Given records ::
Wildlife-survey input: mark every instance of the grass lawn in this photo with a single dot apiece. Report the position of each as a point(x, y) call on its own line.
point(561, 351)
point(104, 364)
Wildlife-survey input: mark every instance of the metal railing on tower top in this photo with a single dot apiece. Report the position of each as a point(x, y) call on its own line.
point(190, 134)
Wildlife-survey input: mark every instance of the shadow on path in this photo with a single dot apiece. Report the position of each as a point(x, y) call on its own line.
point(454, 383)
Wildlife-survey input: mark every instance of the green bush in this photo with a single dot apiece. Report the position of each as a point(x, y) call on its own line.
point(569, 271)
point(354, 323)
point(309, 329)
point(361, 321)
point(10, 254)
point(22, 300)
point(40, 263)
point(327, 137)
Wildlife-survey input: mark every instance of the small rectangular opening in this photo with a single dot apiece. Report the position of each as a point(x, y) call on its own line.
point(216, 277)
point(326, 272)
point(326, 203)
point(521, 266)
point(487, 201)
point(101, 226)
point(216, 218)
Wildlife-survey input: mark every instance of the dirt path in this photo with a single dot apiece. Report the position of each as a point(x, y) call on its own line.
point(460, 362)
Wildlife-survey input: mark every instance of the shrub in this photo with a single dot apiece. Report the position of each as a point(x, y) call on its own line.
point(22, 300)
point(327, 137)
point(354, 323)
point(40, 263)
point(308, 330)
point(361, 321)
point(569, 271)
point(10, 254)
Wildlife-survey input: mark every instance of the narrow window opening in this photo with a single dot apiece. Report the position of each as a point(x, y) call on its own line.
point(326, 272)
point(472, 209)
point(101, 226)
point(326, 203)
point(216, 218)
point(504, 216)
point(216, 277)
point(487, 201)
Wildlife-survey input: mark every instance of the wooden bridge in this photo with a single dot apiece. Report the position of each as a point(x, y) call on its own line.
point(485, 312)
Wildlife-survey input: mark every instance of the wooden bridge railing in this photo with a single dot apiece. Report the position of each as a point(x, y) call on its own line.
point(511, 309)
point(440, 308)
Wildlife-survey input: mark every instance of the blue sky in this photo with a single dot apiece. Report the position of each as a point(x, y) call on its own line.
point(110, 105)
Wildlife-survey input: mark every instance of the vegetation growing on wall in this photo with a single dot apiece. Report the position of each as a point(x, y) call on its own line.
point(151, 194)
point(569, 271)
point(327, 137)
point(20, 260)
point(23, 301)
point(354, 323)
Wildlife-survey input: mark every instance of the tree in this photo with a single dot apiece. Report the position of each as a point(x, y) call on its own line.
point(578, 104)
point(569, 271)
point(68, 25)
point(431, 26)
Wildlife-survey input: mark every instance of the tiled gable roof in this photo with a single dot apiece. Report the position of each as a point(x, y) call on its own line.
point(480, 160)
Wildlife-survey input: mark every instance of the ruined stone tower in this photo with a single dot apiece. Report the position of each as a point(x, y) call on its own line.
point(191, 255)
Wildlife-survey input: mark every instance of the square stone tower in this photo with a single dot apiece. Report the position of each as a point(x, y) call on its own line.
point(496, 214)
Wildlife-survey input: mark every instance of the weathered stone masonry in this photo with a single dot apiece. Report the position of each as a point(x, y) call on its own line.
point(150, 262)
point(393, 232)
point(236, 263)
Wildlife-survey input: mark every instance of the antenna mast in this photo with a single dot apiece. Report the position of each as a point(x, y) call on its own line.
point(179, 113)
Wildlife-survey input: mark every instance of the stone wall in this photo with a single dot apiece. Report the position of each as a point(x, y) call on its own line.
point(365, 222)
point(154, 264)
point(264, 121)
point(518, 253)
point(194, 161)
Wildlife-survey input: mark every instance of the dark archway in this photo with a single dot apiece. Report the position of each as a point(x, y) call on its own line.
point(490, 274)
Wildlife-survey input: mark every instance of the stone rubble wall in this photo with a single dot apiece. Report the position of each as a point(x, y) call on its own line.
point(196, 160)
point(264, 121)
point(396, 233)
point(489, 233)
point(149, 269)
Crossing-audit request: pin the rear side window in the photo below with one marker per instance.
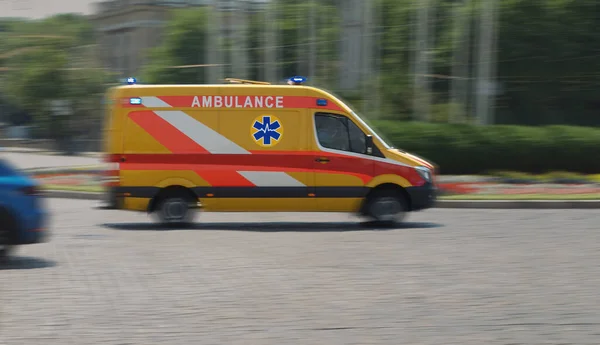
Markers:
(7, 169)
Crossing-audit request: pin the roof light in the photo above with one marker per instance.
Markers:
(297, 80)
(135, 101)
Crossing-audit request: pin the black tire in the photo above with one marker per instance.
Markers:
(7, 233)
(175, 207)
(387, 206)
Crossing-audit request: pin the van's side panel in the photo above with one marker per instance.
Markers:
(342, 177)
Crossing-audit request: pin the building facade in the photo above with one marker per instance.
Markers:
(127, 29)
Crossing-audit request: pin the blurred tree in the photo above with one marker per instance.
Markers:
(183, 45)
(48, 60)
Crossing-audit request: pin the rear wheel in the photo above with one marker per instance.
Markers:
(387, 206)
(175, 207)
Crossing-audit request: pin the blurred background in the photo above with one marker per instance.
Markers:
(429, 73)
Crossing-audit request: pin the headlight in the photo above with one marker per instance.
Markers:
(425, 173)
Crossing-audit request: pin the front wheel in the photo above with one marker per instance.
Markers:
(387, 207)
(7, 226)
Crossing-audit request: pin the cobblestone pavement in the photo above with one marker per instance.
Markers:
(33, 160)
(446, 277)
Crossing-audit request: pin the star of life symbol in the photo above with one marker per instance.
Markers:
(267, 129)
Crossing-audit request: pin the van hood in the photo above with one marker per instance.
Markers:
(409, 158)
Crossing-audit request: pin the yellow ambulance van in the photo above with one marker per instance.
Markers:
(248, 146)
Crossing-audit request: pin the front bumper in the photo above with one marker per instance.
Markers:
(422, 197)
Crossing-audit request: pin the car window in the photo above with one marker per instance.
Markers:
(339, 133)
(7, 169)
(358, 141)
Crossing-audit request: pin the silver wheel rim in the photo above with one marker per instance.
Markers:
(388, 209)
(174, 210)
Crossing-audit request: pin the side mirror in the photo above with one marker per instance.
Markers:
(369, 144)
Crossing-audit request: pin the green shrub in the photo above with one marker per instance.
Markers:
(470, 149)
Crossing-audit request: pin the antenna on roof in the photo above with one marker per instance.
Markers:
(243, 81)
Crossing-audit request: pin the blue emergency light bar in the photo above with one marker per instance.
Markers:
(321, 102)
(135, 101)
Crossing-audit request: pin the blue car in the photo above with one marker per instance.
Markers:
(23, 217)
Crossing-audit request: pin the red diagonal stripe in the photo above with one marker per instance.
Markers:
(288, 102)
(165, 133)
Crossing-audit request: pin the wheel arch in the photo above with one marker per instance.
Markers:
(386, 186)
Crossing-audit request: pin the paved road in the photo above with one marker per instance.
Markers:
(31, 160)
(448, 277)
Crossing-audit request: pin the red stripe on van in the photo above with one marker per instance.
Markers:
(282, 162)
(288, 102)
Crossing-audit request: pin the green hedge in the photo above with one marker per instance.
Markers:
(469, 149)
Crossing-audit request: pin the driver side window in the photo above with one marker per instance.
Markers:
(339, 133)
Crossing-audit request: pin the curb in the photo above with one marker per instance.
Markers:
(519, 204)
(59, 194)
(463, 204)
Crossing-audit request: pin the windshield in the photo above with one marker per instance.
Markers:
(6, 169)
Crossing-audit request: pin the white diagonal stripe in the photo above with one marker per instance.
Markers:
(154, 102)
(271, 179)
(203, 135)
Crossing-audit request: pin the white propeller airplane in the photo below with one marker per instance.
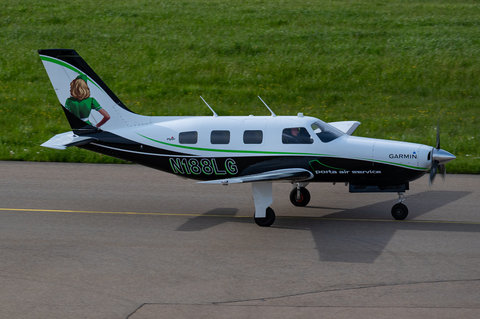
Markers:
(235, 149)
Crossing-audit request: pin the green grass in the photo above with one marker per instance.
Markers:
(399, 67)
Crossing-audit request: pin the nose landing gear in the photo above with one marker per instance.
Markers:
(400, 211)
(300, 196)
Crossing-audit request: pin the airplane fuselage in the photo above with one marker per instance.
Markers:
(217, 147)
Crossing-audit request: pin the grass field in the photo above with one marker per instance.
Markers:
(399, 67)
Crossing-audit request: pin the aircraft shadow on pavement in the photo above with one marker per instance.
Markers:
(352, 241)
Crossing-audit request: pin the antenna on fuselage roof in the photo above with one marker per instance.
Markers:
(273, 114)
(214, 114)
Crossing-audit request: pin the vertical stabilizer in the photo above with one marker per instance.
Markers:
(87, 101)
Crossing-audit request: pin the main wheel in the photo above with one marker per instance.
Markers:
(267, 220)
(399, 211)
(304, 197)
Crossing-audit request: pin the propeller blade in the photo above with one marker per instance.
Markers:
(438, 136)
(442, 170)
(433, 172)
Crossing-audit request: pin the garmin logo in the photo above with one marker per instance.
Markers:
(403, 156)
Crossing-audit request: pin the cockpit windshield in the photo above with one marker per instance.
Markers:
(326, 133)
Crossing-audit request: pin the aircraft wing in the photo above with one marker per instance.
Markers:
(64, 140)
(287, 174)
(347, 127)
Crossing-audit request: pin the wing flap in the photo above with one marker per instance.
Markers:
(287, 174)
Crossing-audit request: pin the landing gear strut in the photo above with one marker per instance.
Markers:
(300, 196)
(400, 211)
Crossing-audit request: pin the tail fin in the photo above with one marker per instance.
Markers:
(87, 101)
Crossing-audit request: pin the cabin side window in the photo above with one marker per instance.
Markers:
(326, 133)
(220, 137)
(253, 137)
(296, 135)
(188, 137)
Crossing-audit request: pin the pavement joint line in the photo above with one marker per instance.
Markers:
(239, 216)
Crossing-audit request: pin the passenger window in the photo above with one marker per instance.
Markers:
(220, 137)
(188, 137)
(253, 137)
(296, 135)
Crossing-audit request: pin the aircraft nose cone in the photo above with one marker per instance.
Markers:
(442, 156)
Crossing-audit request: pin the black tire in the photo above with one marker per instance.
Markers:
(304, 197)
(399, 211)
(268, 220)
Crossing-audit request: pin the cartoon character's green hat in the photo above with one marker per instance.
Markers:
(82, 77)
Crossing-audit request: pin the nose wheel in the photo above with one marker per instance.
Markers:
(299, 196)
(400, 211)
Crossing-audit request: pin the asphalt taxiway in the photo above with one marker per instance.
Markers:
(125, 241)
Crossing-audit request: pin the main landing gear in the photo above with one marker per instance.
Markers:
(400, 211)
(263, 197)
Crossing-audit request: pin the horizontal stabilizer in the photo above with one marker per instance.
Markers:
(347, 127)
(288, 174)
(64, 140)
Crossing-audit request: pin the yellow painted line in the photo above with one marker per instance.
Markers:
(237, 216)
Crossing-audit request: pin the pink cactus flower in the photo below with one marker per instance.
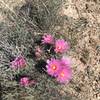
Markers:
(65, 61)
(19, 62)
(61, 46)
(38, 51)
(25, 81)
(53, 67)
(64, 75)
(48, 38)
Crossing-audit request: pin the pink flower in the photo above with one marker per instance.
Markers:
(61, 46)
(64, 75)
(25, 81)
(19, 62)
(38, 51)
(65, 61)
(48, 38)
(53, 67)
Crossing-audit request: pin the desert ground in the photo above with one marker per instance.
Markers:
(79, 21)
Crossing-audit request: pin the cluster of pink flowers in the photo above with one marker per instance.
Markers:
(19, 62)
(25, 81)
(60, 45)
(59, 68)
(48, 38)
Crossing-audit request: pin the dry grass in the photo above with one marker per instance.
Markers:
(21, 20)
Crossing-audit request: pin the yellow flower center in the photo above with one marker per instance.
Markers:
(62, 74)
(59, 47)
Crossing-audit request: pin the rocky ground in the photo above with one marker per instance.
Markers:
(81, 25)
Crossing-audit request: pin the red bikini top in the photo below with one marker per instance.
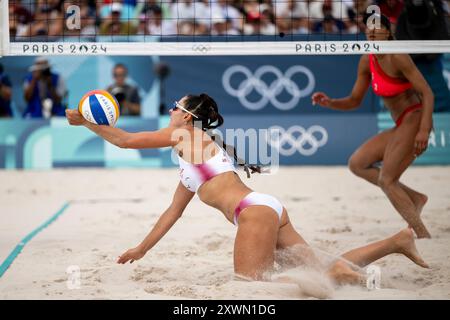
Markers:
(384, 85)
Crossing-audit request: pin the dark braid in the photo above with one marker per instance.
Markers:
(207, 111)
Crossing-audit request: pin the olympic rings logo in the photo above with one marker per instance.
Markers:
(297, 138)
(201, 48)
(268, 92)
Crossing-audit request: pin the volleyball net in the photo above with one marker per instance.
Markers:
(219, 27)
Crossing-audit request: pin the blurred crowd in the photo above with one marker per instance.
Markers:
(48, 18)
(45, 92)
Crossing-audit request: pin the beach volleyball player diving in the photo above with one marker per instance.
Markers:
(410, 100)
(207, 168)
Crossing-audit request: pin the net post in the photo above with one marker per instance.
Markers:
(4, 28)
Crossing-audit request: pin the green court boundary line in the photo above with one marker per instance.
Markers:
(13, 255)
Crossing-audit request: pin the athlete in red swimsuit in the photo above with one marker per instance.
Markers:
(410, 100)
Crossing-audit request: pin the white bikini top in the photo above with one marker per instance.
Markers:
(192, 176)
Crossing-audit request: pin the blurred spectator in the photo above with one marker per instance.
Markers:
(357, 13)
(426, 20)
(234, 18)
(156, 25)
(318, 9)
(329, 25)
(127, 10)
(48, 19)
(20, 19)
(114, 26)
(5, 94)
(126, 94)
(191, 18)
(391, 9)
(292, 16)
(259, 19)
(44, 91)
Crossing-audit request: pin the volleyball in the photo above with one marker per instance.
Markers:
(99, 107)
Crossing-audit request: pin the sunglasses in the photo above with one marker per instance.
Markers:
(176, 106)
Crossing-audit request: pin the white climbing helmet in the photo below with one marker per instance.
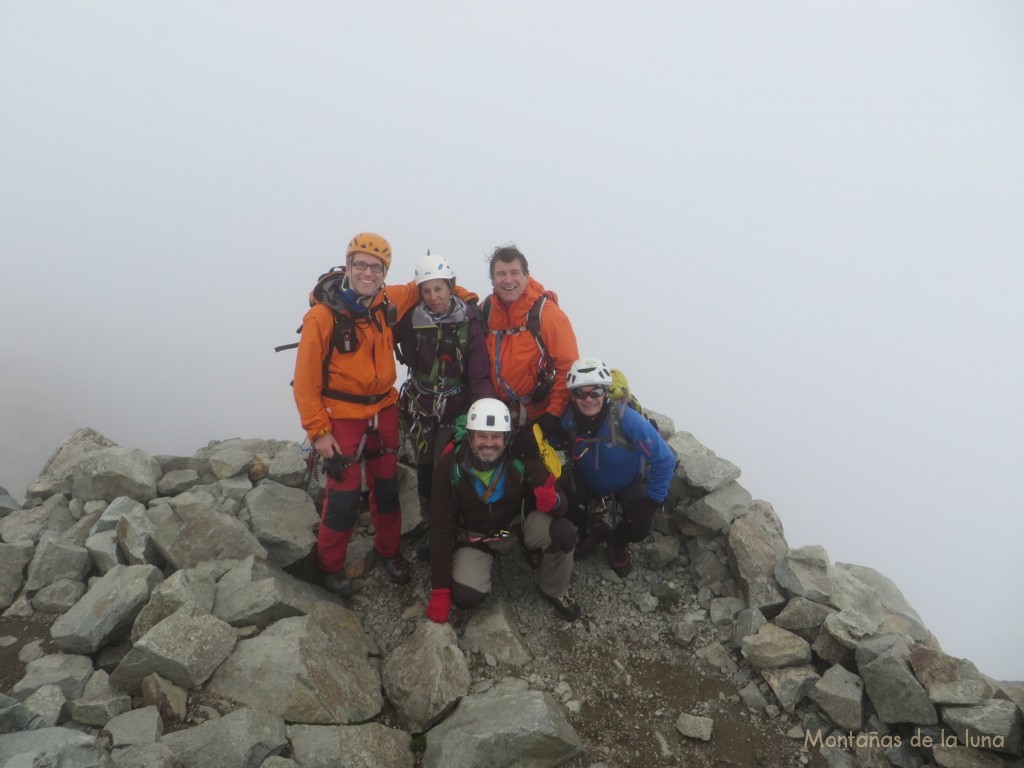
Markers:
(433, 267)
(488, 415)
(588, 372)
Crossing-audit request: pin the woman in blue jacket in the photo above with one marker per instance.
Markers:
(613, 453)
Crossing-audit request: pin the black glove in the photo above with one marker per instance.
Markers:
(551, 425)
(335, 467)
(524, 444)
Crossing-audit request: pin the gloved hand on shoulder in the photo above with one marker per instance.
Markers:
(546, 496)
(439, 605)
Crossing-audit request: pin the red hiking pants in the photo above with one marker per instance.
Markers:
(341, 506)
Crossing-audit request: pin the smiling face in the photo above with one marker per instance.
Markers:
(436, 294)
(509, 280)
(587, 402)
(366, 273)
(486, 446)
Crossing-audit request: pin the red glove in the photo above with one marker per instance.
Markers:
(439, 605)
(546, 496)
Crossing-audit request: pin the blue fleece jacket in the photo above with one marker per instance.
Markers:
(608, 467)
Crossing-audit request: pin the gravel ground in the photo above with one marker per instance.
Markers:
(619, 673)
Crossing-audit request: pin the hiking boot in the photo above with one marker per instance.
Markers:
(423, 546)
(534, 557)
(598, 531)
(339, 583)
(619, 559)
(564, 606)
(396, 568)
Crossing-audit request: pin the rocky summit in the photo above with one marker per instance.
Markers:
(165, 611)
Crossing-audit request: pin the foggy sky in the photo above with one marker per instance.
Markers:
(796, 225)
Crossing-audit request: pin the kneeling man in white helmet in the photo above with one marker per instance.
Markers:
(488, 498)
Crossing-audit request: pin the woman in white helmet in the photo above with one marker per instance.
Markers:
(612, 451)
(441, 342)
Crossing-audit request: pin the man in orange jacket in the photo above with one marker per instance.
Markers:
(344, 389)
(527, 372)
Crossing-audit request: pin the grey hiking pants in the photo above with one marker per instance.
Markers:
(471, 565)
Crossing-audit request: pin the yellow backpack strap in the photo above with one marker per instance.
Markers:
(548, 455)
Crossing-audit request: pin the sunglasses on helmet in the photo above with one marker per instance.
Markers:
(588, 394)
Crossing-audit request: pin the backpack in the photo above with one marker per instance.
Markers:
(344, 340)
(546, 366)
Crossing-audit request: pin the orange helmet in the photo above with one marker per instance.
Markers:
(372, 244)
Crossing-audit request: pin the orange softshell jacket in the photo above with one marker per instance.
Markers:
(368, 371)
(514, 366)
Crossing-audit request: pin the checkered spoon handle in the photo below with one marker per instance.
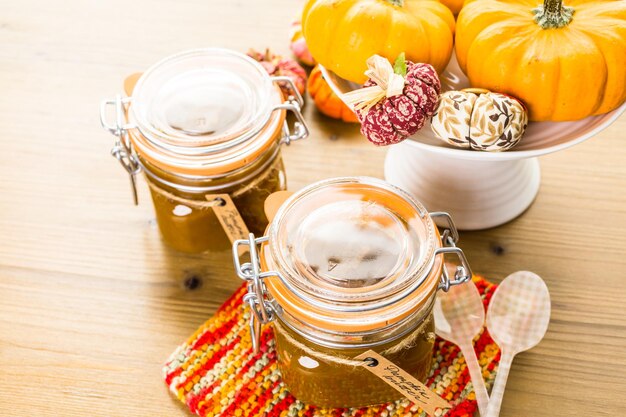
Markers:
(518, 318)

Your objective :: Give the entries above as a numbered list, leaving out blank lines: begin at the start of the entries and stop after the line that contains "point(104, 364)".

The solution ::
1. Wildlife-survey input: mark every instance of the grass lawn in this photo with a single dot apiece. Report the position of each as a point(x, y) call on its own line.
2. point(561, 351)
3. point(104, 364)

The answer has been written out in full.